### BRIEF 1:
Answer these from the article on vector-borne diseases in the UK:
(a) In what animal and in what part of Italy was the ocular thelaziosis in the figure caption found?
(b) What protozoan does the article name as transmitted by sand flies?
(c) What two reasons does the article give for the threat of these diseases being underestimated in everyday small animal practice?
### BRIEF 2:
Carry on the article on vector-borne diseases in the UK from the point where it stops.

### EXTRACT TO READ:
Wright I, Wildgoose WH, Wall R, McGarry J Rhipicephalus sanguineus in an imported dog. Vet Rec. 2018b; 182:(1)25-26 https://doi.org/10.1136/vr.k3

Vector-borne disease distributions and risks to the UK

02 April 2020
13 mins read
Volume 25 · Issue 3
Figure 3. Ocular thelaziosis by Thelazia callipaeda in a cat living in central Italy (courtesy of Mariasole Colombo).
Figure 3. Ocular thelaziosis by Thelazia callipaeda in a cat living in central Italy (courtesy of Mariasole Colombo).

Abstract

In the recent decades, the geographic distribution of vector-borne diseases (VBDs) of dogs and cats has changed for intrinsic and extrinsic reasons. Therefore some infections/infestations, some of zoonotic concern, have been recorded in geographic areas where they were unexpected. In Europe, arthropods (e.g. ticks, fleas, mosquitoes and sand flies) and the pathogens that they transmit are in general considered to be more frequent in the Mediterranean Basin. Nonetheless, a possible occurrence in other regions should not be a priori excluded, given that travels of animals (to or imported from endemic areas), movements of goods and global warming all may foster the introduction of vectors and/or transmitted pathogens in previously free areas. This could also be the case in the UK, which, because of its territorial characteristics as an island area in north-western Europe, is traditionally considered at minor risk of VBDs. Given the growing increase of movements and travels of pets, and changes in the phenology of many arthropod vectors, it is crucial that veterinary practitioners are aware of and prepared to diagnose, treat and control a series of unexpected diseases.

Vector-borne diseases (VBDs) of pets are illnesses caused by viruses, bacteria, protozoa and helminths transmitted through the action of arthropod vectors such as ticks, fleas, mosquitoes and sand flies. Pathogens that can be transmitted by the bites of arthropods include, for example, tick-borne bacteria (Ehrlichia spp., Anaplasma spp. and Rickettsia spp.), protozoa (Babesia spp., Cytauxzoon spp. and Hepatozoon spp.) and viruses (various encephalitis viruses); flea-borne bacteria (Bartonella spp.); sand fly-transmitted protozoa (Leishmania infantum); and mosquito-borne viruses (e.g. West Nile virus) and nematodes (Dirofilaria spp.). Many can cause severe or even fatal clinical disease in companion animals, while others have an important zoonotic potential. Factors such as stray animals, increased movements, import and travels of pets, climate change and intensification of the international trade of goods are modifying the epizootiology of VBDs in Europe. While the Mediterranean basin is a major epidemiologic hub for VBDs, the realistic risk of establishment of VBDs in other regions traditionally considered free of these infections should not be overlooked.

The real threat posed by VBDs can be underestimated in everyday small animal clinical veterinary practice, due to limited knowledge of veterinary practitioners and to possibly overlapping clinical features with other diseases that occur more commonly in certain epizootiological settings.

### RECORDS PROVIDED:

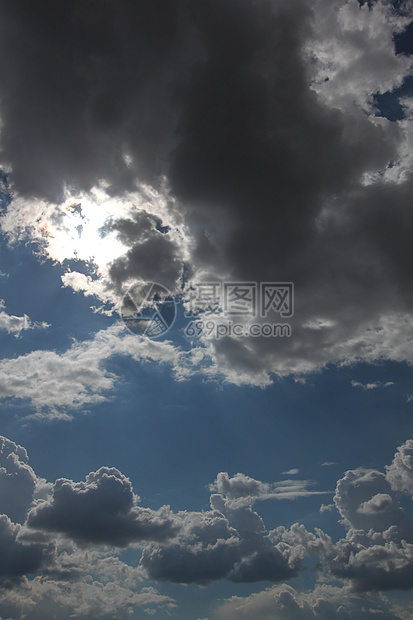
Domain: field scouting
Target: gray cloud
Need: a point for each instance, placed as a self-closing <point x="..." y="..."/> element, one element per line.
<point x="323" y="603"/>
<point x="101" y="510"/>
<point x="400" y="472"/>
<point x="17" y="559"/>
<point x="270" y="146"/>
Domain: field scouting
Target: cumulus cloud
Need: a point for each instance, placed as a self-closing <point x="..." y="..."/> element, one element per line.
<point x="17" y="559"/>
<point x="242" y="489"/>
<point x="73" y="530"/>
<point x="16" y="324"/>
<point x="19" y="485"/>
<point x="101" y="510"/>
<point x="323" y="603"/>
<point x="371" y="386"/>
<point x="400" y="472"/>
<point x="58" y="384"/>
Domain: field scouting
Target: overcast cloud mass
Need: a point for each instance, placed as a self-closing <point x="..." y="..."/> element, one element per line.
<point x="185" y="142"/>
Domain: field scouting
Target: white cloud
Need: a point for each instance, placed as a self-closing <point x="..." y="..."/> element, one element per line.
<point x="400" y="472"/>
<point x="102" y="510"/>
<point x="16" y="324"/>
<point x="371" y="386"/>
<point x="323" y="603"/>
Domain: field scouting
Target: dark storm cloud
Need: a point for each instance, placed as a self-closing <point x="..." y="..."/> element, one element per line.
<point x="83" y="84"/>
<point x="217" y="97"/>
<point x="101" y="511"/>
<point x="17" y="481"/>
<point x="17" y="559"/>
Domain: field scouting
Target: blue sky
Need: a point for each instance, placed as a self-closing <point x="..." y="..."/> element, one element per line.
<point x="207" y="478"/>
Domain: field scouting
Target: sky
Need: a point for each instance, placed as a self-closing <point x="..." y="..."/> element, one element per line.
<point x="206" y="309"/>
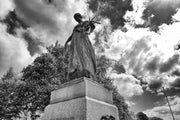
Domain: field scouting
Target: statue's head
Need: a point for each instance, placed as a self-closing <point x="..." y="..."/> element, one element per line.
<point x="78" y="17"/>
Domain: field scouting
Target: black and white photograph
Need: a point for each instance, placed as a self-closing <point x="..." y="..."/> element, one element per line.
<point x="89" y="59"/>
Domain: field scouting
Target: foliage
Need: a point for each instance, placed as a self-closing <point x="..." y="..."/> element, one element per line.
<point x="9" y="101"/>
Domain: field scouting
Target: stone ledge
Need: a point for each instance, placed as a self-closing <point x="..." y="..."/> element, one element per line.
<point x="81" y="87"/>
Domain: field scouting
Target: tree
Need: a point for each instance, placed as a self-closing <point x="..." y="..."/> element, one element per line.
<point x="9" y="101"/>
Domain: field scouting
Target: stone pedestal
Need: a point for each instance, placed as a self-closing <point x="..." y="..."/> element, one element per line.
<point x="80" y="99"/>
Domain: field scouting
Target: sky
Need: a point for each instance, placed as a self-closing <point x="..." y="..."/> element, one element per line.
<point x="140" y="37"/>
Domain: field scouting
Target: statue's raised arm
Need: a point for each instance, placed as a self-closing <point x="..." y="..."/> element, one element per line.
<point x="82" y="62"/>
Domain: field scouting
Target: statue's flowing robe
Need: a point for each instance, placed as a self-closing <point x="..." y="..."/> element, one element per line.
<point x="81" y="52"/>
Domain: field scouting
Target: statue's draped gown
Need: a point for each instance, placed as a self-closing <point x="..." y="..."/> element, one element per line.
<point x="81" y="52"/>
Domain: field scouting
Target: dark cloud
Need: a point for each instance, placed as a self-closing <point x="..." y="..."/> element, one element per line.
<point x="112" y="9"/>
<point x="33" y="44"/>
<point x="133" y="56"/>
<point x="176" y="73"/>
<point x="176" y="83"/>
<point x="152" y="66"/>
<point x="13" y="23"/>
<point x="155" y="84"/>
<point x="119" y="68"/>
<point x="34" y="13"/>
<point x="158" y="12"/>
<point x="169" y="64"/>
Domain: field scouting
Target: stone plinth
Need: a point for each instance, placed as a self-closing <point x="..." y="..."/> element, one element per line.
<point x="80" y="99"/>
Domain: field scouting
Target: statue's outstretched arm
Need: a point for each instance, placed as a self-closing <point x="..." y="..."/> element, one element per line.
<point x="68" y="40"/>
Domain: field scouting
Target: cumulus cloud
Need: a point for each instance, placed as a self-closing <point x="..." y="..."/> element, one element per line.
<point x="50" y="20"/>
<point x="160" y="11"/>
<point x="163" y="110"/>
<point x="145" y="53"/>
<point x="106" y="8"/>
<point x="13" y="52"/>
<point x="5" y="7"/>
<point x="127" y="85"/>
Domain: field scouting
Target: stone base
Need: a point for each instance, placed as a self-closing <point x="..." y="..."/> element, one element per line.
<point x="79" y="100"/>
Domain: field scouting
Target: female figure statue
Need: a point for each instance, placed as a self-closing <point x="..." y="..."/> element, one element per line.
<point x="82" y="61"/>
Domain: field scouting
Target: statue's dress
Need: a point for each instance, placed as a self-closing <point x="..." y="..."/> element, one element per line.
<point x="81" y="53"/>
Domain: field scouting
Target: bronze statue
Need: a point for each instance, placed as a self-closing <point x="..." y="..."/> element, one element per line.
<point x="82" y="62"/>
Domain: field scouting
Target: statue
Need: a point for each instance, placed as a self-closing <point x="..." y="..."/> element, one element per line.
<point x="107" y="117"/>
<point x="82" y="62"/>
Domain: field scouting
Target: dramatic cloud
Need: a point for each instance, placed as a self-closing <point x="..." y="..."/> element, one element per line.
<point x="160" y="11"/>
<point x="13" y="52"/>
<point x="31" y="26"/>
<point x="176" y="72"/>
<point x="164" y="112"/>
<point x="5" y="7"/>
<point x="113" y="10"/>
<point x="176" y="83"/>
<point x="50" y="20"/>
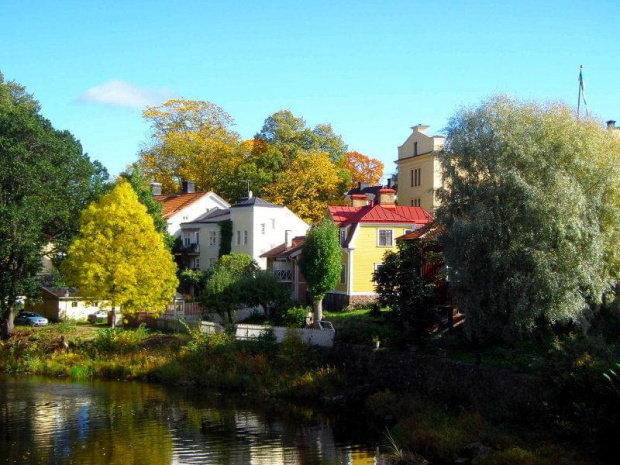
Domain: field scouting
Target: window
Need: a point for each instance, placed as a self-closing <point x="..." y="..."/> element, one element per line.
<point x="384" y="238"/>
<point x="377" y="267"/>
<point x="416" y="177"/>
<point x="212" y="238"/>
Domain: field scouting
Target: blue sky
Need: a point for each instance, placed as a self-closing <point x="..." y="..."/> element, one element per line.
<point x="372" y="69"/>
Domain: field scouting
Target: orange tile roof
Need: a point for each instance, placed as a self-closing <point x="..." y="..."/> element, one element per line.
<point x="176" y="202"/>
<point x="344" y="216"/>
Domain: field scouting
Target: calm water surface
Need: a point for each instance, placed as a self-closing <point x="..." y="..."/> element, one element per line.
<point x="53" y="421"/>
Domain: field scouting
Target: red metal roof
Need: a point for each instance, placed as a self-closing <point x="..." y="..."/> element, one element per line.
<point x="344" y="216"/>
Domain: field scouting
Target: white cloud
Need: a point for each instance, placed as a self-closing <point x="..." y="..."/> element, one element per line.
<point x="119" y="93"/>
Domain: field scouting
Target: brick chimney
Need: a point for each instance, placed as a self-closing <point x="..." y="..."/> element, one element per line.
<point x="359" y="200"/>
<point x="386" y="198"/>
<point x="189" y="187"/>
<point x="155" y="188"/>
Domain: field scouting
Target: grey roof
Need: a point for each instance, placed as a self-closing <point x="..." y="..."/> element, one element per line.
<point x="255" y="201"/>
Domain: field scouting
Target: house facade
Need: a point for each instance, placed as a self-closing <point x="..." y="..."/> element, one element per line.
<point x="186" y="206"/>
<point x="367" y="232"/>
<point x="283" y="262"/>
<point x="419" y="173"/>
<point x="257" y="227"/>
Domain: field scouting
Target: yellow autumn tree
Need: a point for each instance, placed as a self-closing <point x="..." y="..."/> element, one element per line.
<point x="307" y="186"/>
<point x="119" y="258"/>
<point x="190" y="139"/>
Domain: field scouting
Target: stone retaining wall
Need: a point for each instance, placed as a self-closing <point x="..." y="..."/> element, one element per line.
<point x="497" y="391"/>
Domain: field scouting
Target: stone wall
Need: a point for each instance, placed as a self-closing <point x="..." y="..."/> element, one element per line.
<point x="500" y="392"/>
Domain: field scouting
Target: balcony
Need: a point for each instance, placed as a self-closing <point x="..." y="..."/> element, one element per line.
<point x="186" y="249"/>
<point x="283" y="275"/>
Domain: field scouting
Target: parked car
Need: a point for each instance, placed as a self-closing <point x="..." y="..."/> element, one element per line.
<point x="100" y="316"/>
<point x="30" y="319"/>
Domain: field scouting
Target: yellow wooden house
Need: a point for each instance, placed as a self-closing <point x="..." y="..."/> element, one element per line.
<point x="368" y="229"/>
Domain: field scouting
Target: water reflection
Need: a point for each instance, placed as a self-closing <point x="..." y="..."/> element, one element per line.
<point x="59" y="421"/>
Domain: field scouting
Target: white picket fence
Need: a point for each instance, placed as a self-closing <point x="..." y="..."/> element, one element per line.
<point x="317" y="337"/>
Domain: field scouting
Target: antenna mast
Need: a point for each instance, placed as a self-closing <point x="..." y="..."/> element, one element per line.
<point x="582" y="93"/>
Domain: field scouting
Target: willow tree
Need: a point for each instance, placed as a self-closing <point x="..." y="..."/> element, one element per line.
<point x="120" y="258"/>
<point x="320" y="263"/>
<point x="531" y="208"/>
<point x="45" y="181"/>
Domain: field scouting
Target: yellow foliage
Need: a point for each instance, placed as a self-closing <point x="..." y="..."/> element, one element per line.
<point x="119" y="257"/>
<point x="191" y="139"/>
<point x="306" y="186"/>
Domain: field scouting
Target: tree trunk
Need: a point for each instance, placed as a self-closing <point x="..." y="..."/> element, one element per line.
<point x="318" y="311"/>
<point x="6" y="325"/>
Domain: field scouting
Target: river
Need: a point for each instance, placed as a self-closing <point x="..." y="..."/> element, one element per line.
<point x="58" y="421"/>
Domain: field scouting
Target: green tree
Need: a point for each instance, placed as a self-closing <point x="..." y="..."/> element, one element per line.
<point x="531" y="209"/>
<point x="119" y="257"/>
<point x="222" y="292"/>
<point x="320" y="263"/>
<point x="45" y="181"/>
<point x="409" y="297"/>
<point x="264" y="289"/>
<point x="145" y="196"/>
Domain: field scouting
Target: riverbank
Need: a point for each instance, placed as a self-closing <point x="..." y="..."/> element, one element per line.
<point x="441" y="431"/>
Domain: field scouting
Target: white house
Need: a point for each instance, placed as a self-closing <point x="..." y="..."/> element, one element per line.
<point x="186" y="206"/>
<point x="257" y="227"/>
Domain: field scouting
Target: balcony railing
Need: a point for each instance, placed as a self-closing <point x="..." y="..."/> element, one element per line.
<point x="283" y="275"/>
<point x="191" y="248"/>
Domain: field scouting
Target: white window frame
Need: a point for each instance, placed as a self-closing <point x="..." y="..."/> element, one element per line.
<point x="379" y="231"/>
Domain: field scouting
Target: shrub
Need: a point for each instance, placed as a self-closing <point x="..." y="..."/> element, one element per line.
<point x="296" y="316"/>
<point x="120" y="339"/>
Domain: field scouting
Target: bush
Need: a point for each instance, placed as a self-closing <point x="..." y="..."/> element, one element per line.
<point x="120" y="339"/>
<point x="295" y="317"/>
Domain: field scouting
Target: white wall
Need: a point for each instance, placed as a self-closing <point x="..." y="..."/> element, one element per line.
<point x="197" y="208"/>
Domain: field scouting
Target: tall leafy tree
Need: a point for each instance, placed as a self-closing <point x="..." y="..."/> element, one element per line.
<point x="406" y="293"/>
<point x="119" y="257"/>
<point x="363" y="169"/>
<point x="320" y="263"/>
<point x="142" y="188"/>
<point x="45" y="181"/>
<point x="532" y="216"/>
<point x="307" y="186"/>
<point x="190" y="139"/>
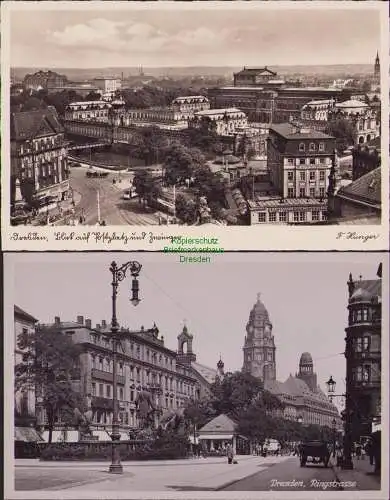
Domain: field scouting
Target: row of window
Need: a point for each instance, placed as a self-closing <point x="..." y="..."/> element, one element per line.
<point x="298" y="216"/>
<point x="303" y="175"/>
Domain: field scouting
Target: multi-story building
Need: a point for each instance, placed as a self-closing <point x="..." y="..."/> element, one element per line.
<point x="43" y="80"/>
<point x="107" y="85"/>
<point x="143" y="363"/>
<point x="301" y="396"/>
<point x="223" y="122"/>
<point x="188" y="105"/>
<point x="94" y="111"/>
<point x="299" y="164"/>
<point x="364" y="119"/>
<point x="38" y="156"/>
<point x="363" y="353"/>
<point x="24" y="324"/>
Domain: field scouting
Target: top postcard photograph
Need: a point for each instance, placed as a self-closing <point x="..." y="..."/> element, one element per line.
<point x="206" y="126"/>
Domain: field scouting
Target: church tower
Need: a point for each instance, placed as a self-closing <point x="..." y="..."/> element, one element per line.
<point x="184" y="340"/>
<point x="377" y="69"/>
<point x="259" y="347"/>
<point x="306" y="371"/>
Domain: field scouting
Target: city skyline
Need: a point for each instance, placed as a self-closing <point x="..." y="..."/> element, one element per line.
<point x="218" y="330"/>
<point x="148" y="37"/>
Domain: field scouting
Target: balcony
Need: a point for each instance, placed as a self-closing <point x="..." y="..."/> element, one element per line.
<point x="107" y="376"/>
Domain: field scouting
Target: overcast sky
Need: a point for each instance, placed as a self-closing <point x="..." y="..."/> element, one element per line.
<point x="152" y="37"/>
<point x="305" y="294"/>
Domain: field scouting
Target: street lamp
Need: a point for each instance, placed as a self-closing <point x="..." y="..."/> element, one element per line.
<point x="334" y="423"/>
<point x="118" y="275"/>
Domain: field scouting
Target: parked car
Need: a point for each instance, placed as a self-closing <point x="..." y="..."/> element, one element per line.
<point x="315" y="452"/>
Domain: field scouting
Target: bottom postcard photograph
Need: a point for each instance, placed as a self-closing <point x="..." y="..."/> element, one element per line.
<point x="133" y="375"/>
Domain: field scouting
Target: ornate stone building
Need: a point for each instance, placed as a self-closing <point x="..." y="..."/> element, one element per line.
<point x="259" y="347"/>
<point x="301" y="396"/>
<point x="144" y="363"/>
<point x="363" y="352"/>
<point x="38" y="156"/>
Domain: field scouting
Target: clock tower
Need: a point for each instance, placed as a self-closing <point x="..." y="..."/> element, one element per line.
<point x="259" y="347"/>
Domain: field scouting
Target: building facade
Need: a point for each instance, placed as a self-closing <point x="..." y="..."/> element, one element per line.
<point x="43" y="80"/>
<point x="24" y="324"/>
<point x="363" y="353"/>
<point x="38" y="156"/>
<point x="301" y="396"/>
<point x="224" y="122"/>
<point x="300" y="161"/>
<point x="259" y="346"/>
<point x="144" y="363"/>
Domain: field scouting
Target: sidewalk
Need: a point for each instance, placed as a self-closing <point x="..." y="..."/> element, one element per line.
<point x="185" y="475"/>
<point x="362" y="475"/>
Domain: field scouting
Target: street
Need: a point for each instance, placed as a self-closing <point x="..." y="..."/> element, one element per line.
<point x="288" y="476"/>
<point x="212" y="474"/>
<point x="114" y="211"/>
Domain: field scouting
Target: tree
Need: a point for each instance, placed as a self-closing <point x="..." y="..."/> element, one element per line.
<point x="343" y="130"/>
<point x="186" y="209"/>
<point x="49" y="366"/>
<point x="147" y="187"/>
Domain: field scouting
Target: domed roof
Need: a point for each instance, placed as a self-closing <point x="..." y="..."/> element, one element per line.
<point x="259" y="307"/>
<point x="306" y="359"/>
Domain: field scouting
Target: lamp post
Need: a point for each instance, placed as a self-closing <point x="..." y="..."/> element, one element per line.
<point x="334" y="436"/>
<point x="118" y="275"/>
<point x="347" y="463"/>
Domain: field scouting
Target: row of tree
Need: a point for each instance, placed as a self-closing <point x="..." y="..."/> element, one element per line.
<point x="258" y="413"/>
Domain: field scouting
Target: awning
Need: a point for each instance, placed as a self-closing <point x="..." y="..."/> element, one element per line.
<point x="27" y="435"/>
<point x="216" y="437"/>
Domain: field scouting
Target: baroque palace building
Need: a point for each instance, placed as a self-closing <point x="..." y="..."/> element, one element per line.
<point x="301" y="395"/>
<point x="144" y="363"/>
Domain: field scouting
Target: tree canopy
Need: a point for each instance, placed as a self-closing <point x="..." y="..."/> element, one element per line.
<point x="50" y="366"/>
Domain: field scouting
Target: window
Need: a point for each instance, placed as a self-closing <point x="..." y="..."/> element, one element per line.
<point x="272" y="217"/>
<point x="282" y="216"/>
<point x="315" y="215"/>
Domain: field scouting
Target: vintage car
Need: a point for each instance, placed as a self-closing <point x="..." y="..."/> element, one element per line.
<point x="315" y="452"/>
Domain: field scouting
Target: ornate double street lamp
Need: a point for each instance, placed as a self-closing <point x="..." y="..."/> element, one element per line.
<point x="347" y="462"/>
<point x="118" y="275"/>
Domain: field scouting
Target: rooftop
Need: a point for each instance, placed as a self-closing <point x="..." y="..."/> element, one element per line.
<point x="366" y="189"/>
<point x="29" y="124"/>
<point x="290" y="131"/>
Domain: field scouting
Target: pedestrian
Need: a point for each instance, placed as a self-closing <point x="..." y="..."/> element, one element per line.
<point x="229" y="453"/>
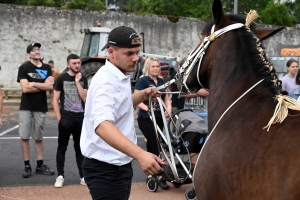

### REPLY 1:
(a) In a cat living in central Italy.
(b) Leishmania infantum.
(c) Veterinary practitioners' limited knowledge, and clinical features that may overlap with other diseases that occur more commonly in certain epizootiological settings.

### REPLY 2:
In the UK, for some years the pet travel scheme (PETS) has allowed movements of companion animals to and from EU countries with no quarantine, provided that pet owners meet specific requirements to avoid importation of non-endemic zoonotic pathogens (https://www.gov.uk/take-pet-abroad). The scheme is EU-based, and while non EU countries are included, whether they are ‘listed’ or ‘unlisted’ is decided on a case by case basis. Thus, the effect of ‘Brexit’ on the PETS at the end of 2020 will need to be clearly evaluated.

Up to the present time, this scheme has simplified pet movements from and to the UK, while keeping at the same time a strong guard against specific significant diseases. Given the high popularity of vacation spots such as the Mediterranean Basin or France, the scheme is designed with consideration of diseases particularly present in those regions. This means that some epizootiological risks due to travels from and to other regions (e.g. Eastern Europe) may be underestimated, as some parasites are not considered under this scheme (Wright and Elsheikha, 2017). Additionally, even when strictly applied, the scheme may miss some VBDs of clinical relevance regardless of the geographic areas of interest.

This article briefly reviews the most important VBDs of dogs and cats that are endemic in Europe, in the perspective of risks of spreading and/or importation in the UK, along with the key principles of epizootiological surveillance and control.

Ticks and tick-borne diseases

Brown dog tick Rhipicephalus sanguineus

According to the European Centre for Disease Prevention and Control (ECDC) (https://www.ecdc.europa.eu/en/home), the brown dog tick Rhipicephalus sanguineus, which is one of the most important tick species worldwide, is not endemic in the UK. This tick is an efficient vector of various pathogens of companion animals, such as Ehrlichia canis, Anaplasma platys, Rickettsia conorii, Babesia vogeli and Hepatozoon canis.

The brown dog tick is moving northwards in Europe and, in addition to Eastern Europe and Mediterranean countries (Figure 1), it is present in Switzerland and in some areas of Germany. The possible risk of introduction of R. sanguineus in the UK was confirmed by the records of a house infestation in England caused by a dog that had been imported from Spain (Hansford et al, 2015). In that particular case it was suggested that tick nymphs had survived the treatment the dog received before entering the UK, then developed to adulthood, continuing their biological cycle. Another dog imported in the UK from a rescue centre in Greece was found heavily infested by larvae despite having supposedly been treated with an effective formulation (Wright et al, 2018b). These cases are of great importance if one considers that some pathogens may be transmitted trans-stadially (from one tick stage to the other), or transovarially (from an adult female to the eggs, and thereby to the larvae).

Figure 1. Heavy infestation by Rhipicephalus sanguineus in a dog from a shelter in insular Greece (courtesy of Simone Morelli).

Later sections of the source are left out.